* [Your assignment]:
Retype every line below precisely as it appears.

** Information shown follows **

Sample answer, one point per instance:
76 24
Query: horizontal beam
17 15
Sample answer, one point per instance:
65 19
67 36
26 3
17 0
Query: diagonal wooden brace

** End of Information shown **

* [Exercise result]:
Sample answer, one point per instance:
76 24
Query: horizontal beam
17 15
Sample answer, one point per instance:
65 19
67 36
26 3
17 0
Query: diagonal wooden brace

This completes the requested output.